Object outline annotations ->
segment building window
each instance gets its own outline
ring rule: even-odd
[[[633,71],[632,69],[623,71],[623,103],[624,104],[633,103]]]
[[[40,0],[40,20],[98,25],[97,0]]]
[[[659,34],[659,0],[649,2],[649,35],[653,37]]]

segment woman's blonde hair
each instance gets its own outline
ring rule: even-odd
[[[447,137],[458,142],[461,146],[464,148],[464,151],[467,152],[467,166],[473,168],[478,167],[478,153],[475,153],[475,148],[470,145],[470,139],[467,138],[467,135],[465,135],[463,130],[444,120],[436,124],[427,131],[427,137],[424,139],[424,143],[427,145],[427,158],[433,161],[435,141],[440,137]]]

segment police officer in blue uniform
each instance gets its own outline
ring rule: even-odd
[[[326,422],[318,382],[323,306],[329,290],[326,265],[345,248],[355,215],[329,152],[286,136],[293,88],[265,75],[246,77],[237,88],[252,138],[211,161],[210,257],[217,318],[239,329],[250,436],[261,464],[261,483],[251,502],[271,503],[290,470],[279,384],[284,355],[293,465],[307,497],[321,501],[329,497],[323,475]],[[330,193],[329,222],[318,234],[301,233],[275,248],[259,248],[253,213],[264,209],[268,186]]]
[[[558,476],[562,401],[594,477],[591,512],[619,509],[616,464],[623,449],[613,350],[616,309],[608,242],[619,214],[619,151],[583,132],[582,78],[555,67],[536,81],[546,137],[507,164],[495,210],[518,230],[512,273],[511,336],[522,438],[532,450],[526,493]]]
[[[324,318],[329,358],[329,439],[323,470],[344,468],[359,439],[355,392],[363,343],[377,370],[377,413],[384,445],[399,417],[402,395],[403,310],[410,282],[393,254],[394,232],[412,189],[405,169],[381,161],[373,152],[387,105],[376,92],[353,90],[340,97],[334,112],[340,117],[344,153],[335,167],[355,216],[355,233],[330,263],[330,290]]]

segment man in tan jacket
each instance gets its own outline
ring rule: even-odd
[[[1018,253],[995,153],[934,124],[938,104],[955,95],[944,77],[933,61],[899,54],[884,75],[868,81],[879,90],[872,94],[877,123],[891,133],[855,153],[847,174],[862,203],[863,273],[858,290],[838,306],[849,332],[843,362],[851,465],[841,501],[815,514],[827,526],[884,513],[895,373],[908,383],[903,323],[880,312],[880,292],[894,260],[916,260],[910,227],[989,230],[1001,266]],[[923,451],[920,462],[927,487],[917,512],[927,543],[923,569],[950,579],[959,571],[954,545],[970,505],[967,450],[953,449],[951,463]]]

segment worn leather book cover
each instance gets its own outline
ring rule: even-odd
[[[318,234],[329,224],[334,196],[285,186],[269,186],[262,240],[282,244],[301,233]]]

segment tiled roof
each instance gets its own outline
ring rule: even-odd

WRITTEN INSTRUCTION ->
The required output is the span of lines from the one containing "segment man in tan jacket" to the last line, reproduced character for character.

OUTPUT FOR THIS TASK ->
segment man in tan jacket
each instance gets its own outline
ring rule: even-odd
[[[1018,253],[995,153],[934,124],[938,104],[955,95],[944,77],[933,61],[899,54],[884,75],[868,81],[879,90],[872,94],[877,123],[891,133],[855,153],[847,174],[862,203],[863,273],[858,290],[838,306],[849,332],[843,362],[851,465],[841,501],[815,514],[827,526],[884,513],[895,373],[908,383],[903,323],[880,312],[880,292],[894,260],[916,260],[910,227],[989,230],[1001,266]],[[923,451],[920,462],[927,487],[917,512],[927,543],[923,569],[950,579],[959,571],[954,545],[970,505],[967,450],[953,449],[951,463]]]

segment worn leather book cover
each instance gets its own outline
ring rule: even-odd
[[[318,234],[329,224],[334,196],[285,186],[269,186],[262,240],[282,244],[301,233]]]

segment tiled roof
each instance gets its own outline
ring rule: even-odd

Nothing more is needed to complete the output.